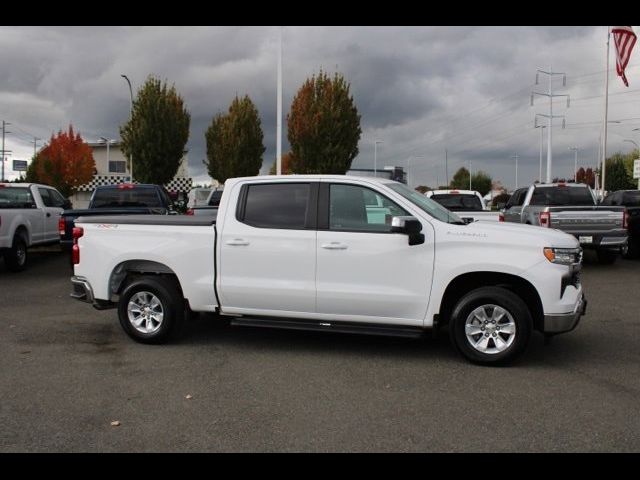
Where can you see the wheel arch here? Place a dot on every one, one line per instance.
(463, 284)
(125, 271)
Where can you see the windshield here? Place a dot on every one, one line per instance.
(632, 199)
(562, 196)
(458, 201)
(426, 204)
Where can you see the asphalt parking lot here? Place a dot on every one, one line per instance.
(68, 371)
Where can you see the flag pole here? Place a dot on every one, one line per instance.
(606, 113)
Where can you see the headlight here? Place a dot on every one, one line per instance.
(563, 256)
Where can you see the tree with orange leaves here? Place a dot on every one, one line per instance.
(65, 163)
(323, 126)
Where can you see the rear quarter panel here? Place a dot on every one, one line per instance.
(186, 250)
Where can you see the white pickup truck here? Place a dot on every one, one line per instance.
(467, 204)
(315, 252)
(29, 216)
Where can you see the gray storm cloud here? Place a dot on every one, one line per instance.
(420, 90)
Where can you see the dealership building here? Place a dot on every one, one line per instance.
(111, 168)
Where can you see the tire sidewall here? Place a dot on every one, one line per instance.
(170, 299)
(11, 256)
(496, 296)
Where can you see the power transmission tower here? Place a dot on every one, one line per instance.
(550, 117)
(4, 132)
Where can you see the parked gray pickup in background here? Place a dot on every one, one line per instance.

__WHAT YOU SHOULD DO__
Please repeat the listing above word for word, leaving out the pictures.

__WORKED SOLUTION__
Where can you see the wheel arch here? Place a dot on every one, one line per instance.
(463, 284)
(125, 271)
Where can you see the windshield here? Place a dot on every one, one line per instance.
(632, 199)
(562, 196)
(458, 201)
(426, 204)
Where can you see the asphalt parking lot here? Place a dot on every one, one line per instance.
(68, 371)
Where can you see the flag pole here? Place a dot on every one, one line per instance.
(606, 113)
Where can you see the headlight here? Place a dot on every one, one line per instance.
(563, 256)
Where can you see the tree with orange leaves here? Place a dot on every one, one line per instance.
(65, 163)
(323, 126)
Where can you see the rear quarter panel here? Place a dot on every one, one line per instance.
(186, 250)
Where can you see the white pickup truck here? Place a dot on every one, one line per instance.
(467, 204)
(315, 252)
(29, 216)
Where can you see the gray storm cloud here? Place a dot on every one, one line per instance.
(420, 90)
Where can you see the dealership building here? Place a dot on every one, one line per instance.
(111, 168)
Where can you see the tire sidewall here? Place a dot on every one, one line per instance.
(170, 299)
(11, 256)
(496, 296)
Where can you see the power transmission tower here? Place a dot on every one, one line per instance.
(550, 117)
(4, 132)
Where can you see the parked gray pickup in background here? Place a dot on every one, one line per instance.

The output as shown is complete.